-- Exercise aim --
Can you write every line of the records below as a numbered list, without the blank lines and without the pictures?

-- Records provided --
☆ ☆ ☆ ☆ ☆ ☆ ☆

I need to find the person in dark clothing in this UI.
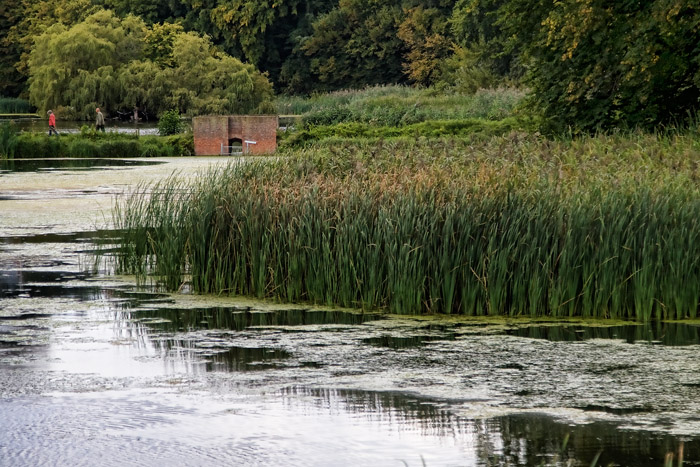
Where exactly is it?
[46,110,58,136]
[95,107,105,133]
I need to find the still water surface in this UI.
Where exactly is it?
[0,158,700,467]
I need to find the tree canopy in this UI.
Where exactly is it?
[0,0,700,131]
[29,10,272,117]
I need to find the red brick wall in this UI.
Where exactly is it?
[192,115,228,156]
[192,115,278,156]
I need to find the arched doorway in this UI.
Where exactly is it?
[228,138,243,156]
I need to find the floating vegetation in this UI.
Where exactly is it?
[114,133,700,321]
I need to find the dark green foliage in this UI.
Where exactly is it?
[453,0,700,133]
[300,0,406,90]
[13,131,194,159]
[283,118,536,147]
[158,110,183,136]
[0,97,32,114]
[0,0,24,96]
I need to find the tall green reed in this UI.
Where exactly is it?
[115,135,700,320]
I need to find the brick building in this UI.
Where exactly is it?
[192,115,278,156]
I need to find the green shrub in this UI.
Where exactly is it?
[67,138,99,157]
[158,110,183,136]
[0,123,17,159]
[13,133,194,159]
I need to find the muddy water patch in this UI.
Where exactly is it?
[505,322,700,346]
[0,158,163,176]
[126,306,382,332]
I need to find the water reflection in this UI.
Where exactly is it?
[362,333,455,350]
[282,387,700,467]
[125,307,382,332]
[155,339,291,373]
[506,322,700,346]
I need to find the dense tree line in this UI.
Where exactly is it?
[0,0,700,130]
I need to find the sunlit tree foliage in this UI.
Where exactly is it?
[29,10,272,117]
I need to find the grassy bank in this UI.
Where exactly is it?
[0,124,194,159]
[0,97,34,114]
[115,133,700,320]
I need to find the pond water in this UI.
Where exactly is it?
[0,158,700,467]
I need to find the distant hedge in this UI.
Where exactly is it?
[283,117,537,147]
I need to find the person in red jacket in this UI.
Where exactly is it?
[47,110,58,136]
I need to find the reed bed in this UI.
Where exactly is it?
[114,133,700,321]
[276,85,525,127]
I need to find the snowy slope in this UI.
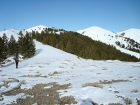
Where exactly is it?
[0,25,140,105]
[0,41,140,105]
[117,28,140,42]
[26,25,48,33]
[77,26,140,58]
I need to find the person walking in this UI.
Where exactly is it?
[13,52,19,68]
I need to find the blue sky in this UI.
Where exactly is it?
[0,0,140,32]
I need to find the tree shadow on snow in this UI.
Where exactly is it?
[34,49,42,56]
[81,98,97,105]
[0,49,42,68]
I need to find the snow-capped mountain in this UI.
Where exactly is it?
[0,26,140,105]
[0,25,140,58]
[77,26,140,58]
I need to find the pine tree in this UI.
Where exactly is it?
[20,32,36,58]
[0,37,4,63]
[8,35,17,55]
[2,33,8,59]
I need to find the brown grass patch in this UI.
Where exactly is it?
[6,82,77,105]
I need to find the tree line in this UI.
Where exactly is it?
[0,31,36,63]
[32,28,140,62]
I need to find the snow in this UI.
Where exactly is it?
[117,28,140,43]
[77,26,140,58]
[0,27,140,105]
[0,41,140,105]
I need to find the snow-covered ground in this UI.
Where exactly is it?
[0,41,140,105]
[77,26,140,58]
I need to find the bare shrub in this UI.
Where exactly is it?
[82,82,103,89]
[108,103,123,105]
[124,98,132,105]
[131,89,139,93]
[91,101,98,105]
[136,98,140,105]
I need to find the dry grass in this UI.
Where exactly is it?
[82,82,103,89]
[116,95,132,105]
[99,79,128,84]
[102,67,107,70]
[82,79,128,89]
[131,89,139,93]
[20,74,47,78]
[6,82,77,105]
[108,103,123,105]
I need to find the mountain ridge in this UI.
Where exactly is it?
[0,25,140,58]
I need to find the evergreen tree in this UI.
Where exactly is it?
[20,32,36,58]
[0,37,5,63]
[8,35,17,55]
[2,33,8,59]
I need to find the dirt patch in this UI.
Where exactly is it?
[5,82,77,105]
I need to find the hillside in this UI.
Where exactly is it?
[1,25,140,62]
[77,26,140,58]
[0,26,140,105]
[0,41,140,105]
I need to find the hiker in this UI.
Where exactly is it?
[13,52,19,68]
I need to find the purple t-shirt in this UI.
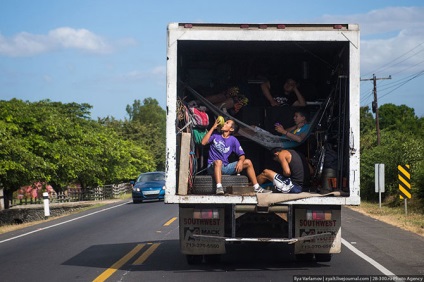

☆ ☆ ☆ ☆ ☆ ☆ ☆

-- Solution to this task --
1. I need to find the person in dark clothing in this UI.
2. Where exactly is it?
3. [46,110,58,136]
4. [95,107,105,133]
5. I need to find the still water surface in this UI.
6. Where exactly is it?
7. [0,158,700,467]
8. I need to find the tree canopy in this UI.
9. Where exactly is it?
10. [0,0,700,131]
11. [29,10,272,117]
12. I need to find the red brick wall in this UI.
13. Where exactly is it?
14. [192,115,228,156]
15. [192,115,278,156]
16. I need to find the arched doorway in this UI.
17. Where exactly is it?
18. [228,138,243,156]
19. I need to find the floating vegetation in this UI.
20. Where exactly is it?
21. [114,133,700,321]
22. I need to find the dark green foliage in this UI.
23. Where exactly is it?
24. [453,0,700,133]
25. [300,0,406,90]
26. [13,131,194,159]
27. [283,118,536,147]
28. [158,110,183,136]
29. [0,97,32,114]
30. [0,0,24,96]
31. I need to find the tall green reed in this UI.
32. Where exactly is it?
33. [115,135,700,320]
34. I need to find the brick building in this UI.
35. Where exactly is it?
36. [192,115,278,156]
37. I need to find the green shrub in this UI.
38. Where exactly is it?
39. [67,138,99,157]
40. [158,110,183,136]
41. [0,123,17,159]
42. [13,133,194,159]
43. I need to find the muddy water patch in this UI.
44. Where exactly is it?
45. [505,322,700,346]
46. [0,158,163,176]
47. [126,306,382,332]
48. I need to find the water reflection in this UI.
49. Where exactly is it?
50. [362,333,455,350]
51. [282,387,700,467]
52. [125,307,382,332]
53. [155,339,291,373]
54. [506,322,700,346]
55. I need to find the dense tree line in this UI.
56. Where exactly is it?
57. [0,0,700,130]
58. I need to find the sunlit tree foliage in this UI.
59. Where exactly is it?
60. [29,10,272,117]
61. I need to find the grassy bank in this UI.
62. Where exactly is it?
63. [0,124,194,159]
64. [0,97,34,114]
65. [115,133,700,320]
66. I need to find the pond water in this UI.
67. Where exactly is it?
68. [0,158,700,467]
69. I need to find the distant hedge in this UI.
70. Where exactly is it?
71. [283,117,537,147]
72. I need to find the person in red jacket in this UI.
73. Where exactly is it?
74. [47,110,58,136]
75. I need to find the reed bed in this UI.
76. Where exactly is it?
77. [114,133,700,321]
78. [276,85,525,127]
79. I need to find the snowy slope in this UI.
80. Where exactly is it?
81. [0,25,140,105]
82. [0,41,140,105]
83. [117,28,140,42]
84. [26,25,48,33]
85. [77,26,140,58]
86. I need to find the person walking in this UI.
87. Where exactly is it?
88. [13,52,19,68]
89. I need to find the blue sky in this UI.
90. Where exactly is it?
91. [0,0,140,32]
92. I need to find the tree shadow on snow in this UI.
93. Where exactly is it?
94. [34,49,42,56]
95. [81,98,97,105]
96. [0,49,42,68]
97. I need to find the snow-capped mountain in this UI.
98. Where exactly is it?
99. [0,26,140,105]
100. [0,25,140,58]
101. [77,26,140,58]
102. I need to find the pine tree in this UI.
103. Where exactly is it?
104. [20,32,36,58]
105. [0,37,4,63]
106. [8,35,17,55]
107. [2,33,8,59]
108. I need to find the brown grass patch in this UI.
109. Where exactly is it?
110. [6,82,77,105]
111. I need to find the tree line in this UI.
112. Where exactly is it?
113. [0,31,36,63]
114. [32,28,140,62]
115. I need to find the snow in this UI.
116. Where exactly is it?
117. [117,28,140,43]
118. [77,26,140,58]
119. [0,27,140,105]
120. [0,41,140,105]
121. I need to find the snow-covered ground in this UI.
122. Where exactly is it?
123. [0,41,140,105]
124. [77,26,140,58]
125. I need to find the bare shrub in this UI.
126. Where exactly is it?
127. [82,82,103,89]
128. [108,103,123,105]
129. [124,98,132,105]
130. [131,89,139,93]
131. [91,101,98,105]
132. [136,98,140,105]
133. I need to find the dry grass in this UI.
134. Where exactly is it?
135. [82,82,103,89]
136. [116,95,132,105]
137. [99,79,128,84]
138. [102,67,107,70]
139. [82,79,128,89]
140. [131,89,139,93]
141. [20,74,47,78]
142. [6,82,77,105]
143. [108,103,123,105]
144. I need to find the mountain ridge in this UI.
145. Where exactly is it?
146. [0,25,140,58]
147. I need to find the evergreen tree in this UI.
148. Where exactly is it?
149. [20,32,36,58]
150. [0,37,5,63]
151. [8,35,17,55]
152. [2,33,8,59]
153. I need to find the dirt patch in this UI.
154. Where exactly is it?
155. [5,82,77,105]
156. I need to find the hillside in this UI.
157. Where exactly is it?
158. [1,25,140,62]
159. [77,26,140,58]
160. [0,26,140,105]
161. [0,41,140,105]
162. I need to find the hiker in this UI.
163. Where exactly is it?
164. [13,52,19,68]
165. I need to find the purple t-shirt in this UI.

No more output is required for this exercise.